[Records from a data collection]
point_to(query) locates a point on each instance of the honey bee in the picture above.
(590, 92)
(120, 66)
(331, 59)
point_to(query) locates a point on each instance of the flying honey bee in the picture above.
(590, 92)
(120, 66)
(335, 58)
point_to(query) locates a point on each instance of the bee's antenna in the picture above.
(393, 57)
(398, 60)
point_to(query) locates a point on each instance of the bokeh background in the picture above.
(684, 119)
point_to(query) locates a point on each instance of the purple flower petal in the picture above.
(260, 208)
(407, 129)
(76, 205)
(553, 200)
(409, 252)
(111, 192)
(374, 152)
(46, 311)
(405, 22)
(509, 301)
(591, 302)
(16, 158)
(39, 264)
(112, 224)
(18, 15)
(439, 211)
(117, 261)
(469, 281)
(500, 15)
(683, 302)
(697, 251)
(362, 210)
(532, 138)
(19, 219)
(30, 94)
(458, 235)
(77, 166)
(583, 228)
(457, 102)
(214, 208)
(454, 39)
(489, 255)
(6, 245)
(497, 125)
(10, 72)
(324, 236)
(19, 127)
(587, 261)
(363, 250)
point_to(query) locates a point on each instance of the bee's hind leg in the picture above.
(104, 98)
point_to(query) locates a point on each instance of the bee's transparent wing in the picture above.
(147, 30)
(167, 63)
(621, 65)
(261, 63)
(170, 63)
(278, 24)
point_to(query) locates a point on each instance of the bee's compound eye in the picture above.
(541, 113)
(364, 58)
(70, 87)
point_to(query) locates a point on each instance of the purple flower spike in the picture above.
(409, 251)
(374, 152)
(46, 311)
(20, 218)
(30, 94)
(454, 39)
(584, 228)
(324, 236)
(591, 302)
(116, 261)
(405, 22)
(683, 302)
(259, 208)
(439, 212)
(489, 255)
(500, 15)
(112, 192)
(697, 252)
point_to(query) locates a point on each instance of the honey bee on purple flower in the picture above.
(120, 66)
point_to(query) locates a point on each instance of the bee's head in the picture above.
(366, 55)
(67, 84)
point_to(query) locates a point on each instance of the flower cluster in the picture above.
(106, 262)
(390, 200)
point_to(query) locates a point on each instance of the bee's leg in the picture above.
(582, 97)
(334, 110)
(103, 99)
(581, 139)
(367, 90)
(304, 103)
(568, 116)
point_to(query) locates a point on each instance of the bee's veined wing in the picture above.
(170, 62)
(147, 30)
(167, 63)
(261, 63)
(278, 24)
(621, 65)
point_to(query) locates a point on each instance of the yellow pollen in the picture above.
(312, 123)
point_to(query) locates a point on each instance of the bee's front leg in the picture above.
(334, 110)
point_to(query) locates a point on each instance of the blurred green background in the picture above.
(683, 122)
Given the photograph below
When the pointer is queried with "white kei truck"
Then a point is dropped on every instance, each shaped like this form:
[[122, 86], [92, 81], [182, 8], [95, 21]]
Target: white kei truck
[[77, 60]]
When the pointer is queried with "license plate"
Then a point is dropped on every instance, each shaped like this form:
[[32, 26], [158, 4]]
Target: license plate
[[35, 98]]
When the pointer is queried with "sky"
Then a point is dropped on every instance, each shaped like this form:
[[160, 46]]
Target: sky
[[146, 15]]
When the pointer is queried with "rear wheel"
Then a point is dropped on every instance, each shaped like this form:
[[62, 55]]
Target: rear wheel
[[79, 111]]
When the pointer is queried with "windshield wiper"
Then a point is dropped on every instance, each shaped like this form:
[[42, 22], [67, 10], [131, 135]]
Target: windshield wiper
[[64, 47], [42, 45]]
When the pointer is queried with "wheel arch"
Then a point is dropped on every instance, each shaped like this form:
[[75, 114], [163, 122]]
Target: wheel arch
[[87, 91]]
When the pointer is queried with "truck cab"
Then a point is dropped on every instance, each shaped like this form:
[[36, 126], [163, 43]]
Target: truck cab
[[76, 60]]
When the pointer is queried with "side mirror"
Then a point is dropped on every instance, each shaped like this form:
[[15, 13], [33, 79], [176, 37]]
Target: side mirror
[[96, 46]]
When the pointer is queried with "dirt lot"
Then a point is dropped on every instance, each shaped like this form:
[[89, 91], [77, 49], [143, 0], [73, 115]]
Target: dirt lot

_Your objective_.
Every record, start to finish: reproduce it word for word.

_Solution_.
point_to(query) locates a point on each instance of the honey bee in the picture above.
(590, 92)
(120, 66)
(331, 59)
point_to(query) locates a point on each instance of the flying honey bee in the picture above.
(590, 92)
(120, 66)
(335, 58)
point_to(query) locates a point on each instance of the bee's antenna in the picture above.
(393, 57)
(398, 60)
point_to(query) locates a point on each instance of the bokeh background in the picture above.
(684, 119)
point_to(query) locates a point on each instance of the purple flower petal in the picture above.
(260, 208)
(407, 129)
(76, 205)
(553, 200)
(409, 252)
(111, 192)
(374, 152)
(46, 311)
(405, 22)
(509, 301)
(591, 302)
(16, 158)
(39, 264)
(112, 224)
(18, 15)
(439, 211)
(117, 261)
(469, 281)
(500, 15)
(683, 302)
(697, 251)
(362, 210)
(532, 138)
(19, 219)
(30, 94)
(458, 235)
(77, 166)
(583, 228)
(457, 102)
(214, 208)
(454, 39)
(489, 255)
(6, 245)
(497, 125)
(10, 72)
(324, 236)
(19, 127)
(587, 261)
(363, 250)
point_to(query) locates a point on each instance of the bee's hind leg in the picture above.
(104, 98)
point_to(query) locates a point on each instance of the bee's transparent wing in the picture above.
(147, 30)
(167, 63)
(621, 65)
(261, 63)
(170, 63)
(278, 24)
point_to(query) locates a point on each instance of the bee's compound eye in the picture above.
(541, 113)
(364, 58)
(70, 87)
point_to(query) locates a point on each instance of the purple flower spike in the picture above.
(409, 251)
(374, 152)
(46, 311)
(20, 218)
(30, 94)
(454, 39)
(584, 228)
(324, 236)
(591, 302)
(116, 261)
(405, 22)
(683, 302)
(259, 208)
(439, 212)
(489, 255)
(500, 15)
(112, 192)
(697, 252)
point_to(query) locates a point on each instance of the honey bee on purple flower in the picture above.
(120, 66)
point_to(query) locates a point on each instance of the bee's head in the picture above.
(366, 55)
(67, 84)
point_to(query) locates a point on each instance of the flower cluster in the picture above.
(106, 262)
(390, 200)
point_to(query) locates a point on each instance of the bee's leg in the picture above.
(582, 97)
(334, 110)
(103, 99)
(581, 139)
(367, 90)
(304, 103)
(568, 116)
point_to(query) locates a point on each instance of the bee's veined wing in the picture above.
(170, 62)
(147, 30)
(167, 63)
(261, 63)
(278, 24)
(621, 65)
point_to(query) locates a point on each instance of the yellow pollen in the picture above.
(312, 123)
point_to(query) locates a point on each instance of the bee's front leg in the picture above.
(334, 110)
point_to(query) locates a point on each instance of the blurred green background in the picture above.
(683, 122)
Given the photograph below
When the pointer is queried with "white kei truck"
Then a point is dropped on every instance, each shaped like this form:
[[122, 86], [92, 81], [182, 8], [95, 21]]
Target: white kei truck
[[77, 60]]
When the pointer is queried with "license plate"
Then a point is dropped on every instance, each shaped like this form:
[[32, 26], [158, 4]]
Target: license plate
[[35, 98]]
When the pointer is queried with "sky"
Then a point is dropped on every instance, each shaped like this form:
[[160, 46]]
Target: sky
[[146, 15]]
When the pointer is queried with "rear wheel"
Then a point is dropped on every instance, each shaped like this form:
[[62, 55]]
Target: rear wheel
[[79, 111]]
When the pointer is queried with "windshield wiper"
Then a point is dropped on every instance, each shaped like this form:
[[42, 22], [67, 10], [131, 135]]
Target: windshield wiper
[[64, 47], [42, 45]]
When the pointer is queried with "wheel arch"
Then a point is dropped on every instance, each shaped like this form:
[[75, 114], [163, 122]]
Target: wheel arch
[[87, 91]]
When the pointer is queried with "truck cab"
Then a point is dropped on every instance, each shaped like this form:
[[36, 126], [163, 43]]
Target: truck cab
[[76, 60]]
When the pointer is queried with "side mirror"
Then a point is dropped on every instance, each shaped like this form:
[[15, 13], [33, 79], [176, 37]]
Target: side mirror
[[96, 46]]
When the pointer is queried with "dirt lot"
Then a point is dropped on every instance, each shaped like this form:
[[89, 91], [77, 49], [143, 0], [73, 115]]
Target: dirt lot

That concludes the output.